**USANDO LE INFORMAZIONI:**
1/ Riscrivi il brano del testo scelto compreso tra "L’apparente calma nel" e "saranno zone gialle.", estremi inclusi, sostituendo "Carroccio" con "partito".
2/ Secondo il testo scelto, fino a quale classe riaprono le scuole?

**TESTO SCELTO:**
----
L’apparente calma nel governo è durata poco. Mentre l’Italia si trova ancora ad affrontare la terza ondata di Coronavirus e mentre ancora si contano circa 400 decessi al giorno, Matteo Salvini ha deciso di minacciare il governo, di cui la Lega fa parte, sulle aperture: “È impensabile tenere chiusa l’Italia anche per tutto il mese di aprile”, ha dichiarato. “Qualunque proposta in Consiglio dei ministri e in Parlamento avrà l’ok della Lega solo se prevederà un graduale e sicuro ritorno alla vita”. Il leader del Carroccio si è quindi appellato “al buonsenso” del premier, proprio mentre arrivava la notizia che almeno per un altro mese non ci saranno zone gialle.
Ma a rispondergli è stato lo stesso premier Mario Draghi poco dopo: durante la conferenza stampa organizzata nel pomeriggio, ha spiegato a Salvini che la decisione viene fatta sulla base di contagi e andamento della pandemia. “Le chiusure sono pensabili o impensabili solo in base ai dati che vediamo”, ha detto. “Le misure hanno dimostrato nel corso di un anno e mezzo di non essere campate per aria. È desiderabile riaprire, la decisione se farlo o meno dipende dai dati”. Quindi, il presidente del Consiglio ha aggiunto che sulle restrizioni “faremo un decreto sulla base di dati disponibili oggi, ma continueremo a seguire questi dati settimana per settimana”. E ha garantito: “Se cambiano i dati non escludo cambiamenti in corsa”. Per il momento, ha continuato ancora Draghi, l’unico piano di riapertura riguarda le classi: “Le scuole riaprono fino alla prima media, il ministro Bianchi sta lavorando perché avvenga in modo ordinato. La volontà complessiva era che, se ci fosse stato uno spazio, lo avremmo utilizzato per le scuole fino alla prima media”. Questo perché, ha detto, “le evidenze scientifiche mostrano che le scuole sono un punto di contagio molto limitato solo in presenza delle altre restrizioni“.
----
**MATERIALE FORNITO:**

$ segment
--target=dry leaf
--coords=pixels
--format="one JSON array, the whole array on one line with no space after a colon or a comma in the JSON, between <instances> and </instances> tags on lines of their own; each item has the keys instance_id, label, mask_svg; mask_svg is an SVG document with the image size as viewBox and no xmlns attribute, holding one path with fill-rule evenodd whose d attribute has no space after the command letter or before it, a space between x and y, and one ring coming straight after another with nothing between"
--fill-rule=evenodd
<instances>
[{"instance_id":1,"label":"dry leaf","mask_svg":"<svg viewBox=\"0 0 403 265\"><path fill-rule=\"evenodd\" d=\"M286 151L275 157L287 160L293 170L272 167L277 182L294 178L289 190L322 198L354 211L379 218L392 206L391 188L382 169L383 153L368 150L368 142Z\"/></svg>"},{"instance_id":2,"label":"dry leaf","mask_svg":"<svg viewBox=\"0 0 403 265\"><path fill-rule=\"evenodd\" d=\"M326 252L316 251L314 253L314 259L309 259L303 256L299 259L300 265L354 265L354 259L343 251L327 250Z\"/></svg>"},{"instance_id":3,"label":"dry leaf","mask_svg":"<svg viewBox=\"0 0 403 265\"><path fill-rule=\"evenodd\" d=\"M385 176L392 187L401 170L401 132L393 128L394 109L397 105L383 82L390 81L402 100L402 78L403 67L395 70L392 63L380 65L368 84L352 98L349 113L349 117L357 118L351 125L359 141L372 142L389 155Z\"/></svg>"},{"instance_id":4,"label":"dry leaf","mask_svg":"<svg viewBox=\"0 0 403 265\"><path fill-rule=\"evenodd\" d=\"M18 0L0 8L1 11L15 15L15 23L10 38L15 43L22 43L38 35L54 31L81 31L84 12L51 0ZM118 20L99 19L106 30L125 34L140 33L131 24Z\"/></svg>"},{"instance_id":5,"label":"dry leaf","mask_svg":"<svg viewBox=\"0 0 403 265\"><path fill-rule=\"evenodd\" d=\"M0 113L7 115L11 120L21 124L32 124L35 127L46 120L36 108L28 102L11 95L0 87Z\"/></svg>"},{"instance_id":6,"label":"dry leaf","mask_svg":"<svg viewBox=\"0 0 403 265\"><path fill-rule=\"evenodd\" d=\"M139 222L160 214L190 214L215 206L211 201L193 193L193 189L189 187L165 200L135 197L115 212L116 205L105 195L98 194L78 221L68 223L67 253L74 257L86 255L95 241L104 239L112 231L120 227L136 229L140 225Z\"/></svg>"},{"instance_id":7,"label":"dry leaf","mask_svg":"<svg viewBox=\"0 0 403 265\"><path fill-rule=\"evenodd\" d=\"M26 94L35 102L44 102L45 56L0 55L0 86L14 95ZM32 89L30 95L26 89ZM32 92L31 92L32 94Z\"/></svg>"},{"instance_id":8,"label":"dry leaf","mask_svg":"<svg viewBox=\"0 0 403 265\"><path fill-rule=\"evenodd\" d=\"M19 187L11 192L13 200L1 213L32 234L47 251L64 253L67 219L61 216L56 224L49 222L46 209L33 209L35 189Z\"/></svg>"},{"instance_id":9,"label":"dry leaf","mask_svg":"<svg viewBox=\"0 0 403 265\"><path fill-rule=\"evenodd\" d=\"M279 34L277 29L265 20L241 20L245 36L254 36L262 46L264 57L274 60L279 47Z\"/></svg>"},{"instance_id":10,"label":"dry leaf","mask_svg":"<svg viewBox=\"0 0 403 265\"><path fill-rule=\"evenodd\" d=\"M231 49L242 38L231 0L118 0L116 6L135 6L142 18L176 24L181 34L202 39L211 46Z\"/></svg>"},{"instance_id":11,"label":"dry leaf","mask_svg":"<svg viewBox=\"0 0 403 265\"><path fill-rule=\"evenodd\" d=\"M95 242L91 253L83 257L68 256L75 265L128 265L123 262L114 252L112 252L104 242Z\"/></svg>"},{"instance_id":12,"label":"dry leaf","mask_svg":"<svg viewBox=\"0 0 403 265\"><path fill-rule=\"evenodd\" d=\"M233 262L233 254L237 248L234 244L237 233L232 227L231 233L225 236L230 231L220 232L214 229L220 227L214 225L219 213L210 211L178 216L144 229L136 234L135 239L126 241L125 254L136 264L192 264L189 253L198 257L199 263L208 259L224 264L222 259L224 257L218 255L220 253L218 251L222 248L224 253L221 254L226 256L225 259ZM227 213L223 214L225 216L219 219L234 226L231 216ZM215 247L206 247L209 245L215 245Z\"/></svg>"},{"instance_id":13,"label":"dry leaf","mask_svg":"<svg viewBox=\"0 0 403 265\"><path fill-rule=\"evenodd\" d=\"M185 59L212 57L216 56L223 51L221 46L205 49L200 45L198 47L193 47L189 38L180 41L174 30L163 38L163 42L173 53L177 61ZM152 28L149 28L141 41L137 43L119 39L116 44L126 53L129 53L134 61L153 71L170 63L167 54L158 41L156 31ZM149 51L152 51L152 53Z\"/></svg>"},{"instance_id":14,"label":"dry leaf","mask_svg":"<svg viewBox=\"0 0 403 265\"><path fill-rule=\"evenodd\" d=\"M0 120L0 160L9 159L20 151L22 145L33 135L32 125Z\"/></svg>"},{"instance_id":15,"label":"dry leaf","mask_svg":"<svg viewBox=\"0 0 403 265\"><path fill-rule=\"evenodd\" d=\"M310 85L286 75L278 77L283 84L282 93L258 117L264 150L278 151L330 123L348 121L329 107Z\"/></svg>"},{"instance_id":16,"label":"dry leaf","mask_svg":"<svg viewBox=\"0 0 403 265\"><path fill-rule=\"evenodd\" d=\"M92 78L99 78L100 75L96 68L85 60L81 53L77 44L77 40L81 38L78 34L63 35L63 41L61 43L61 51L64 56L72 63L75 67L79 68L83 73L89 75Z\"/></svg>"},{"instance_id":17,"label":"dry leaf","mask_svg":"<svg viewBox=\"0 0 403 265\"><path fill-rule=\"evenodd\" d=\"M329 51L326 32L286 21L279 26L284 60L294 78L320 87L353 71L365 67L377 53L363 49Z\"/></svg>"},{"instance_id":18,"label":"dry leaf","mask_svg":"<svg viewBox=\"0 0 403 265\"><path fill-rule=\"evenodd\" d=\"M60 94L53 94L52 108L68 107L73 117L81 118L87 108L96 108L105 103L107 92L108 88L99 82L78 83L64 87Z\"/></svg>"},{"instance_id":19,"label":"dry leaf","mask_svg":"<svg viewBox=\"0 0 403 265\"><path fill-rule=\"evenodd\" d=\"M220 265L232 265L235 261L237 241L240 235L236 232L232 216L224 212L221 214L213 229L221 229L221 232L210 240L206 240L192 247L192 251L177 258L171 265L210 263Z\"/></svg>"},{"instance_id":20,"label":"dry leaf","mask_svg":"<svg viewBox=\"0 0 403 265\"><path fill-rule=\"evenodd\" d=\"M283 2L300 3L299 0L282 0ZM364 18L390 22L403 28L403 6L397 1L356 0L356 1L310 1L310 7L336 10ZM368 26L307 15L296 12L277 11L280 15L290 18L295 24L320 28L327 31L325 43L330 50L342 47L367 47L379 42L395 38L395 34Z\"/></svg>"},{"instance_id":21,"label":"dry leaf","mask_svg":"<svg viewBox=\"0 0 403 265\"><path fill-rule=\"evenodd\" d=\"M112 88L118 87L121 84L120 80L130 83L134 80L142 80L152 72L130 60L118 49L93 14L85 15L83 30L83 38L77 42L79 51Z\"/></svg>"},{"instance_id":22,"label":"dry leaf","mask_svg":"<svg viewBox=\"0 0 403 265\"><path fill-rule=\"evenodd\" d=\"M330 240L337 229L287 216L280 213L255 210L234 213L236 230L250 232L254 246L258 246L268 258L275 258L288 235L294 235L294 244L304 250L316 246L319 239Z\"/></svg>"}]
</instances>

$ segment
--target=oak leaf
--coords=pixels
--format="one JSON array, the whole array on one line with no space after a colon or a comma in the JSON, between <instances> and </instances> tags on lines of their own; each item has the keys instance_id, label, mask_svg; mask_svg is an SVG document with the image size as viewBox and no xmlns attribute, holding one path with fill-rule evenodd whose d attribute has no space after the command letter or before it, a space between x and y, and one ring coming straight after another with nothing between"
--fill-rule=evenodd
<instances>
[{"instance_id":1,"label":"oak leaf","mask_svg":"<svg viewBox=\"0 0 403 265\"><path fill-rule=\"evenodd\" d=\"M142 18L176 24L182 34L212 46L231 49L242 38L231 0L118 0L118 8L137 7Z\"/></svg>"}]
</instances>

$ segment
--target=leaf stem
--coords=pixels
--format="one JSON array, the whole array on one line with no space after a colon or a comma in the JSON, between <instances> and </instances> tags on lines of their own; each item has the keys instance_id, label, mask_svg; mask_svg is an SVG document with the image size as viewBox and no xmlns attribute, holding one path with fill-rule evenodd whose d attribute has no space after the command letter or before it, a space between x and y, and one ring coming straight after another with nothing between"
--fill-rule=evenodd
----
**RISPOSTE AI COMPITI:**
1/
L’apparente calma nel governo è durata poco. Mentre l’Italia si trova ancora ad affrontare la terza ondata di Coronavirus e mentre ancora si contano circa 400 decessi al giorno, Matteo Salvini ha deciso di minacciare il governo, di cui la Lega fa parte, sulle aperture: “È impensabile tenere chiusa l’Italia anche per tutto il mese di aprile”, ha dichiarato. “Qualunque proposta in Consiglio dei ministri e in Parlamento avrà l’ok della Lega solo se prevederà un graduale e sicuro ritorno alla vita”. Il leader del partito si è quindi appellato “al buonsenso” del premier, proprio mentre arrivava la notizia che almeno per un altro mese non ci saranno zone gialle.

2/ Fino alla prima media.